Here, of course, Bradbury was accused and convicted under a different subpart of the statute—section 844(e). There's no need to graft the reasoning of McBride onto a section 844(e) analysis because that section requires that the "defendant conveyed false information" and thus could never be applied to conduct that did not implicate a third party. (See DE 141 at 25 (Instruction No. 21 providing the elements that must be proven to convict under section 844(e)) (emphasis added).) The Seventh Circuit itself reiterated this distinction—cases where any damage could be only to the defendant and those in which third parties could be harmed—when it upheld the district court's use of the same definition of "maliciously" as I used on grounds that it "allowed the jury to properly weigh the [defendant's] intent[.]" See Grady, 746 F.3d at 849.

**Data shown**.
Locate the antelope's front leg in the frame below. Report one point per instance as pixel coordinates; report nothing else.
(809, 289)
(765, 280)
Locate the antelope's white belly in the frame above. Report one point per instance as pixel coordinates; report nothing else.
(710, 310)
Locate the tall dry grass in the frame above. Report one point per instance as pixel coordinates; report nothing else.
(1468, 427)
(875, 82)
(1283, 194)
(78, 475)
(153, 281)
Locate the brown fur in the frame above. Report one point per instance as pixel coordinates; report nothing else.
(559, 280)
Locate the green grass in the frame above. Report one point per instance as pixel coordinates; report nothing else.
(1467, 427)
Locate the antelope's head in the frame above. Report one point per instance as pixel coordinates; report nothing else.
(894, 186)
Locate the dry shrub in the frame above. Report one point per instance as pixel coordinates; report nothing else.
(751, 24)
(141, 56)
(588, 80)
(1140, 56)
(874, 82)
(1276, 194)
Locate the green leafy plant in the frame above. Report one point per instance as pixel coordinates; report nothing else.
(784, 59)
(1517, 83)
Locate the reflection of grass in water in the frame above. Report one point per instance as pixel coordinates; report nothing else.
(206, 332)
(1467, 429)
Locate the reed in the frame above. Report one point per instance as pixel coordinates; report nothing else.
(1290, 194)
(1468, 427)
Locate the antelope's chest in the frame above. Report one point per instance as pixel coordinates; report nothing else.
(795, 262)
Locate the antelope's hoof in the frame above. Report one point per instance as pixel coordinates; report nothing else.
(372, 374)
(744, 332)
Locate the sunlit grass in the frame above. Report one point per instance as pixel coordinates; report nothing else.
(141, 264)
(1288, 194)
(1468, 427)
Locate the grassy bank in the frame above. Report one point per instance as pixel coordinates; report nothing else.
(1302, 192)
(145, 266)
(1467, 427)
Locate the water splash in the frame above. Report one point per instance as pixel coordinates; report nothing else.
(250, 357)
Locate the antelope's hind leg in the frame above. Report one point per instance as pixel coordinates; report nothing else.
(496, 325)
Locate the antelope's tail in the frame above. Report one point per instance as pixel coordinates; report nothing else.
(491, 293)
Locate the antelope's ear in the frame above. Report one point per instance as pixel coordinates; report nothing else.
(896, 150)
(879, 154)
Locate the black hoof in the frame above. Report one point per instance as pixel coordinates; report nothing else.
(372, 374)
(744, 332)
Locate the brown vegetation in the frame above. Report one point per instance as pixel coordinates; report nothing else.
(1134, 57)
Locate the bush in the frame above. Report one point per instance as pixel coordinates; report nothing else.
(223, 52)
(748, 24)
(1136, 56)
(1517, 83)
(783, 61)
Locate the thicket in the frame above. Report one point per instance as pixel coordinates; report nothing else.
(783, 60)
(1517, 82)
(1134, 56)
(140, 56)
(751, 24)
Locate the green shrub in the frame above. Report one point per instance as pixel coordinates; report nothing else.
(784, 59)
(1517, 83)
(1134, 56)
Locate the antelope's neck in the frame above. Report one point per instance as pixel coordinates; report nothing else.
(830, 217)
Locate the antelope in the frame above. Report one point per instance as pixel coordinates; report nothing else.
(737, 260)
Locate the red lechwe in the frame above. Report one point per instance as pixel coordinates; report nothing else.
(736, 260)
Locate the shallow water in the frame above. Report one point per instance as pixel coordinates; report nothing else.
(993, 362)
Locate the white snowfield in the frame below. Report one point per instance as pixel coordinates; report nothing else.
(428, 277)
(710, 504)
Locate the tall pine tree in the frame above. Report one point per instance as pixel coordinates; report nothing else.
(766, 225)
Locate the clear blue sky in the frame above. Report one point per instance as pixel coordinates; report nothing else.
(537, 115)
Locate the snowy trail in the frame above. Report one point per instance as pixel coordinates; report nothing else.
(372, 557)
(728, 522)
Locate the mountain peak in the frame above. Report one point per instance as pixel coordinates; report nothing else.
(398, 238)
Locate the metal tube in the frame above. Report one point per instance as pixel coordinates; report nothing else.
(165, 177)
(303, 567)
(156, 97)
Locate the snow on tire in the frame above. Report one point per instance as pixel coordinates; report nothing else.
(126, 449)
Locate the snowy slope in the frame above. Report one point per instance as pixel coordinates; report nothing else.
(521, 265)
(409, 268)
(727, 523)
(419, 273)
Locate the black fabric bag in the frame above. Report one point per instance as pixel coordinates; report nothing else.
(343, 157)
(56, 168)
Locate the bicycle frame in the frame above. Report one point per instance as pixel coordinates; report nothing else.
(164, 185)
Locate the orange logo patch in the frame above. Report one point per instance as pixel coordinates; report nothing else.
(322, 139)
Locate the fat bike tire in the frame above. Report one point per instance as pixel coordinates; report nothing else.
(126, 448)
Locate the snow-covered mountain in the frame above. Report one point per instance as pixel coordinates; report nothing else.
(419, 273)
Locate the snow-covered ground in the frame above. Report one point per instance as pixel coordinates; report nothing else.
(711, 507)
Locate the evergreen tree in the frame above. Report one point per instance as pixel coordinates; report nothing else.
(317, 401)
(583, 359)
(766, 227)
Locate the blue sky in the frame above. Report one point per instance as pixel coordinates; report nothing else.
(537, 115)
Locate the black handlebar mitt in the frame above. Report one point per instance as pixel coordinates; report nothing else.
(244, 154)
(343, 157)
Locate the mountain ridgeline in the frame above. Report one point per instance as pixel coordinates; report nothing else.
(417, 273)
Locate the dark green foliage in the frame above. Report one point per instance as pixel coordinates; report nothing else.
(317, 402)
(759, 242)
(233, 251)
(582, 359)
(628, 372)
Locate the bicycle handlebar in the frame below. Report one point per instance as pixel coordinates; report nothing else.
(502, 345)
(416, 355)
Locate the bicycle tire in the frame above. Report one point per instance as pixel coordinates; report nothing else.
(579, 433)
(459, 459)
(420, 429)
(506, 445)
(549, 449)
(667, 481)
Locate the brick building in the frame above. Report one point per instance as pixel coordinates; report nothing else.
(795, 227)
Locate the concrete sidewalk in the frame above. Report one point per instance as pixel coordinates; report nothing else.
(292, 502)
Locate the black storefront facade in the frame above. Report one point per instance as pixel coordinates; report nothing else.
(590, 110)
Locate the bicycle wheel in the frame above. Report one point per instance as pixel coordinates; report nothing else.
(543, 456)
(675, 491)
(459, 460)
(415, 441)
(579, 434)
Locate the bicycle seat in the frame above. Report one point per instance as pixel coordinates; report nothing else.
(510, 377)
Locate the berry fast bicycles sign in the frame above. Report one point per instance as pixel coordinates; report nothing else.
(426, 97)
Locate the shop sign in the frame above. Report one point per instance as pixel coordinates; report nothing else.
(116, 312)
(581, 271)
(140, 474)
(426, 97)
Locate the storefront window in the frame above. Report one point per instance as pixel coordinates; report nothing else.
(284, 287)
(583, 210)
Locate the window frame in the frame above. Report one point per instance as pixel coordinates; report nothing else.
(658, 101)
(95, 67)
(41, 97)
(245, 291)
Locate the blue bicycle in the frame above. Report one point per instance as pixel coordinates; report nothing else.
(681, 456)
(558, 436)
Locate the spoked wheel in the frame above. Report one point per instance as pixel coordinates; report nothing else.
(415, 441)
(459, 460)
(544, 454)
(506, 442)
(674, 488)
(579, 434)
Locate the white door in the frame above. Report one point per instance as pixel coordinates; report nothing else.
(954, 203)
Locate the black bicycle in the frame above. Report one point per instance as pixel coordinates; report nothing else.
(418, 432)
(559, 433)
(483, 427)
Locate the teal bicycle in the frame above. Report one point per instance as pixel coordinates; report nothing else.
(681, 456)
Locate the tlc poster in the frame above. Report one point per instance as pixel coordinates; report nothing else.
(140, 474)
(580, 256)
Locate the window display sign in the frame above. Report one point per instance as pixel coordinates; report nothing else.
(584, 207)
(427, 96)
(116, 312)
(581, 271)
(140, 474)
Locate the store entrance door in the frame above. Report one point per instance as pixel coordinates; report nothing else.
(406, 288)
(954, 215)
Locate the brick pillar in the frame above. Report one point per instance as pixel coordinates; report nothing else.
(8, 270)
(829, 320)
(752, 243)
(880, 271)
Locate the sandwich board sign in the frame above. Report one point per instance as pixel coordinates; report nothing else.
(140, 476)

**Set exercise 1**. Set down the rows verbatim, from the line with "Locate the brick pillar" through the final line of the rows.
**Set exercise 2**. Continue the passage on Bradbury's conviction under section 844(e), picking up right after its last sentence.

**Task answer 1**.
Locate the brick pillar in the frame above. Report one point per instance as pixel coordinates; report nothing else.
(8, 270)
(829, 320)
(752, 243)
(880, 271)
Locate the sandwich board sign in the frame above. Report one point per instance as pixel coordinates; report nothing else.
(140, 476)

**Task answer 2**.
The jury instruction definition used at Bradbury's trial is also consistent with available legislative history on section 844(e), which states that Congress's goal in including the word "maliciously" was to "avoid coverage of a number of innocent situations, and unduly inhibit communication of desirable information[.]" See H.R. Rep. 91-1549, at 4046 (1970). It is simply not possible that Bradbury's vitriolic post on Facebook—which, among other things, named and stated an intention to kill two police officers and two judges and promised to "incinerate" the Tippecanoe County Courthouse—was the sort of "communication of desirable information" that Congress hoped to avoid criminalizing. The instructions Bradbury's jury received "read as a whole, completely and correctly" stated the law, and I will not undo their verdict.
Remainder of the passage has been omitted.